*What you should do*: Two lines below mark the span: the one containing "positive clicks: (423, 292) (358, 348)" and the one containing "positive clicks: (305, 141)". Set down both, plus every line between, exactly as they stand, and nothing else.

*Material provided*:
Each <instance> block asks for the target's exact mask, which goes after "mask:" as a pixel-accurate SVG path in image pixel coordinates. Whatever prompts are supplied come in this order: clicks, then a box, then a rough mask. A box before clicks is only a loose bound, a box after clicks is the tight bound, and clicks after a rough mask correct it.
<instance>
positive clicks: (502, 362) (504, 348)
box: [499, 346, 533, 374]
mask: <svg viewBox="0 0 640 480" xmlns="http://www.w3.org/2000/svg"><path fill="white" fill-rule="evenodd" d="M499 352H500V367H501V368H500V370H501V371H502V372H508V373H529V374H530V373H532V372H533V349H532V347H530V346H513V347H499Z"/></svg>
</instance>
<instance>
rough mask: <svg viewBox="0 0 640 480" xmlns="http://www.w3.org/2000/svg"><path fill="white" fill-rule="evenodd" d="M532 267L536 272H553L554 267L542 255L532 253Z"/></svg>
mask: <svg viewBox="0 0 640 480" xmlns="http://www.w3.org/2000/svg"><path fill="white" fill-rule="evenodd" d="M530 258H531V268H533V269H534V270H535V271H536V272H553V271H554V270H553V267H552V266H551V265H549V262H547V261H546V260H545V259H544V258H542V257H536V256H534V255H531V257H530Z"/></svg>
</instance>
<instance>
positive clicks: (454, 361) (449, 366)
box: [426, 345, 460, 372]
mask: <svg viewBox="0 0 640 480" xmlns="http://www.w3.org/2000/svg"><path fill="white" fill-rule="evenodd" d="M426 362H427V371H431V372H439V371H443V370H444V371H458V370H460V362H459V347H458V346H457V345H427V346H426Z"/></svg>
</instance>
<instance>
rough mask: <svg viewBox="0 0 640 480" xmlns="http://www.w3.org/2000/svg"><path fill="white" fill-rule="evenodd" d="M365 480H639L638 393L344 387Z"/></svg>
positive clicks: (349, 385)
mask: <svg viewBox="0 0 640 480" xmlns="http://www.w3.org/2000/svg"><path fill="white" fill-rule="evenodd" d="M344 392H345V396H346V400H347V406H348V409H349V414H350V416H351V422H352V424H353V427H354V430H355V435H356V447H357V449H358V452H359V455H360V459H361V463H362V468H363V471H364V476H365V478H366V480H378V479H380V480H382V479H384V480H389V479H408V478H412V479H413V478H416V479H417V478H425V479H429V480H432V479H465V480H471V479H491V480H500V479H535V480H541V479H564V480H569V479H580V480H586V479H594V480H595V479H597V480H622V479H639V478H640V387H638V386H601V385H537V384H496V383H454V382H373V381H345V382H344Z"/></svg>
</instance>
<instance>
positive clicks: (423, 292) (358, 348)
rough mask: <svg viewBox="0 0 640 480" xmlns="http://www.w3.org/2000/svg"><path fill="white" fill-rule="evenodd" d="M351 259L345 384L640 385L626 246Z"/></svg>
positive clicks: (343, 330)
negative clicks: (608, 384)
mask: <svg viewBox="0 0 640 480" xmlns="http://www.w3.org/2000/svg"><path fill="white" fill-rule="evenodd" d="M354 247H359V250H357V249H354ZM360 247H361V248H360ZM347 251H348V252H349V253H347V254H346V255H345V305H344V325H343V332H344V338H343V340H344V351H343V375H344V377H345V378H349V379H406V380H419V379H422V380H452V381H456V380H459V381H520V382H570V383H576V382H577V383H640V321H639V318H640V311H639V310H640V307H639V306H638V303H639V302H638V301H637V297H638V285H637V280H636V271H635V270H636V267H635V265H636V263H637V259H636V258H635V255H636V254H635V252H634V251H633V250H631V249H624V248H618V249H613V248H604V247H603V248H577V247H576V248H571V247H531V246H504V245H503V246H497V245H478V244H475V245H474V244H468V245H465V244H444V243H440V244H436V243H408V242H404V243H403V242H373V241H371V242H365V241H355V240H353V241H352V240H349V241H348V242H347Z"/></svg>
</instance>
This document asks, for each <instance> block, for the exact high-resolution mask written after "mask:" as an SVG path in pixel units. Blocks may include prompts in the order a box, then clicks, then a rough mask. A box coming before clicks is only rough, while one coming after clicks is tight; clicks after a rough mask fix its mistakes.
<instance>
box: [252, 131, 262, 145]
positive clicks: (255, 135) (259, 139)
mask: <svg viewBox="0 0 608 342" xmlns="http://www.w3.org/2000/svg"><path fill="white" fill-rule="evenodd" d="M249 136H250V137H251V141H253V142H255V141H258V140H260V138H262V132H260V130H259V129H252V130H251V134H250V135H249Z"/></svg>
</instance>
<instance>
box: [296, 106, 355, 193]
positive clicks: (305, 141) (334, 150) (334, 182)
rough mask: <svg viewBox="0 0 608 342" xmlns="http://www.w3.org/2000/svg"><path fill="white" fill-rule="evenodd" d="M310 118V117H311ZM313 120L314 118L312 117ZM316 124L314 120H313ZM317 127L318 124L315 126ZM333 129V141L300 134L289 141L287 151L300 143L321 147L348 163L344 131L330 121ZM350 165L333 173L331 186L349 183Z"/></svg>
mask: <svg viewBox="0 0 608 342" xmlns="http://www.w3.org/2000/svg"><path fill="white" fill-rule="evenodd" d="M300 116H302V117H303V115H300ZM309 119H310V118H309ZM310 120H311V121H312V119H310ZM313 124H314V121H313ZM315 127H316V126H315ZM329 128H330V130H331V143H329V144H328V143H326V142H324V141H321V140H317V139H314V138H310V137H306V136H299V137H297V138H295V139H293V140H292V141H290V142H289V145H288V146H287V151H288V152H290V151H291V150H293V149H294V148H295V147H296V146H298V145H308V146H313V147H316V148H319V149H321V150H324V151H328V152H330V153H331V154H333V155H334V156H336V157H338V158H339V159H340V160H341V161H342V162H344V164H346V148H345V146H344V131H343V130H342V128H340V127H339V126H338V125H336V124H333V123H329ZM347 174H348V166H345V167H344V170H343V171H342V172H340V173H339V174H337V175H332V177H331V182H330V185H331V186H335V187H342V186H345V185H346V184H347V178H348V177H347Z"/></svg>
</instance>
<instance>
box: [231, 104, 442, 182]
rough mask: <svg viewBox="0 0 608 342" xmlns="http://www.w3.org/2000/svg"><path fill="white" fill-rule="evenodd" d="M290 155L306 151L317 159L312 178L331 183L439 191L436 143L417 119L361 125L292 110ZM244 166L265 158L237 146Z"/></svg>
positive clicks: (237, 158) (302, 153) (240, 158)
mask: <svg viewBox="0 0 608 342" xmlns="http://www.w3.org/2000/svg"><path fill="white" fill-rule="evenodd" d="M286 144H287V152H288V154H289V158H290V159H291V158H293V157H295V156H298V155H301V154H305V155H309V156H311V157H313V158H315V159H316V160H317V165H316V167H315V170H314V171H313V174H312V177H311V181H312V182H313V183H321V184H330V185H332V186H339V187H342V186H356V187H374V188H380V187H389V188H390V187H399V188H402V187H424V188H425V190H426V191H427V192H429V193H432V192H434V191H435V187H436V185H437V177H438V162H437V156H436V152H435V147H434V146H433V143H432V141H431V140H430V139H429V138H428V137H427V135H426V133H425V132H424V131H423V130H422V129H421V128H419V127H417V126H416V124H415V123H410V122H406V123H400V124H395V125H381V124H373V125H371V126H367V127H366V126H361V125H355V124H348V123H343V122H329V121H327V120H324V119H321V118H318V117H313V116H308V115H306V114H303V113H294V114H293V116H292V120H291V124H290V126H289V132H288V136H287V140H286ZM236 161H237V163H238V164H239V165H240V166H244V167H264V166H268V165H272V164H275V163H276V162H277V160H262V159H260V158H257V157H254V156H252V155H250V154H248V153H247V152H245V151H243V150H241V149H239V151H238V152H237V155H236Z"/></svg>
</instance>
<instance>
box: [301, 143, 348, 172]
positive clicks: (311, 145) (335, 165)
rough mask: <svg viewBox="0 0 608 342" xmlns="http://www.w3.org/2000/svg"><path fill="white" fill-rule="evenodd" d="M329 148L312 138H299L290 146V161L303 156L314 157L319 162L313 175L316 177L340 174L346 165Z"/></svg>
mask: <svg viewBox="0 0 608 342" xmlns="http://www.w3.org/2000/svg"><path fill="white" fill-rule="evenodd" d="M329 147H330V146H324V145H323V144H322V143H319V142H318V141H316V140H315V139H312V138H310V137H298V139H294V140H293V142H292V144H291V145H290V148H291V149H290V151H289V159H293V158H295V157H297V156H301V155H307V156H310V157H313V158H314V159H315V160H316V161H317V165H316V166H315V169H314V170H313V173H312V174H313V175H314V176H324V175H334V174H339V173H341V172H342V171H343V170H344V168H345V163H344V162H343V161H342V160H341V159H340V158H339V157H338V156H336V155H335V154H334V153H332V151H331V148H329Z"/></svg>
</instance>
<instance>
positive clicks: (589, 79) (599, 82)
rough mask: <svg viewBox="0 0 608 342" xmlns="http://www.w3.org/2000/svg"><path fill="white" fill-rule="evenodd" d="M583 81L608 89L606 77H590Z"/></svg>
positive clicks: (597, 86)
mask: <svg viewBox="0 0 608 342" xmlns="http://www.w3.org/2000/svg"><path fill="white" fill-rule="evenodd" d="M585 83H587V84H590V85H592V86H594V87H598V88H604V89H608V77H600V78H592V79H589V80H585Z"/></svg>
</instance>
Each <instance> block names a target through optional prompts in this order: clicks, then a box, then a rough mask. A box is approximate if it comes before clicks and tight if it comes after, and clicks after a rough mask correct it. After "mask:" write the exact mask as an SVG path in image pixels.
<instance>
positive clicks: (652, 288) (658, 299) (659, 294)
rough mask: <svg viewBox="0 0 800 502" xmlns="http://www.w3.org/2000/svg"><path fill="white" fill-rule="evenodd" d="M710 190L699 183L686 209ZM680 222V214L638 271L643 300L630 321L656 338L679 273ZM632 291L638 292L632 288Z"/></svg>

*Answer box*:
positive clicks: (423, 292) (358, 348)
rough mask: <svg viewBox="0 0 640 480" xmlns="http://www.w3.org/2000/svg"><path fill="white" fill-rule="evenodd" d="M351 259L345 384L640 385L626 246Z"/></svg>
positive clicks: (343, 330)
negative clicks: (608, 384)
mask: <svg viewBox="0 0 640 480" xmlns="http://www.w3.org/2000/svg"><path fill="white" fill-rule="evenodd" d="M354 247H359V250H357V249H354ZM360 247H361V248H360ZM347 251H348V252H349V253H347V254H346V255H345V305H344V325H343V332H344V338H343V340H344V351H343V375H344V377H345V378H349V379H406V380H419V379H422V380H452V381H456V380H459V381H520V382H570V383H576V382H577V383H640V321H639V318H640V311H639V310H640V307H639V306H638V303H639V302H638V301H637V297H638V285H637V280H636V271H635V270H636V267H635V265H636V263H637V259H636V258H635V255H636V254H635V252H634V251H633V250H631V249H624V248H618V249H613V248H604V247H603V248H577V247H576V248H571V247H531V246H504V245H503V246H497V245H478V244H475V245H474V244H468V245H465V244H444V243H440V244H436V243H408V242H404V243H403V242H373V241H371V242H365V241H355V240H353V241H352V240H349V241H348V242H347Z"/></svg>
</instance>
This document asks, for each <instance> block, for the exact high-resolution mask written after "mask:" as an SVG path in pixel units. Blocks may include prompts in the order a box, then clicks, then a rough mask. A box coming before clicks is only rough, while one coming after clicks is tight; clicks after a rough mask fix its mistakes.
<instance>
box: [252, 131, 262, 145]
positive clicks: (255, 135) (259, 139)
mask: <svg viewBox="0 0 608 342" xmlns="http://www.w3.org/2000/svg"><path fill="white" fill-rule="evenodd" d="M249 136H250V137H251V141H253V142H255V141H258V140H260V138H262V132H260V130H259V129H252V130H251V134H250V135H249Z"/></svg>
</instance>
<instance>
box: [296, 106, 355, 193]
positive clicks: (305, 141) (334, 150) (334, 182)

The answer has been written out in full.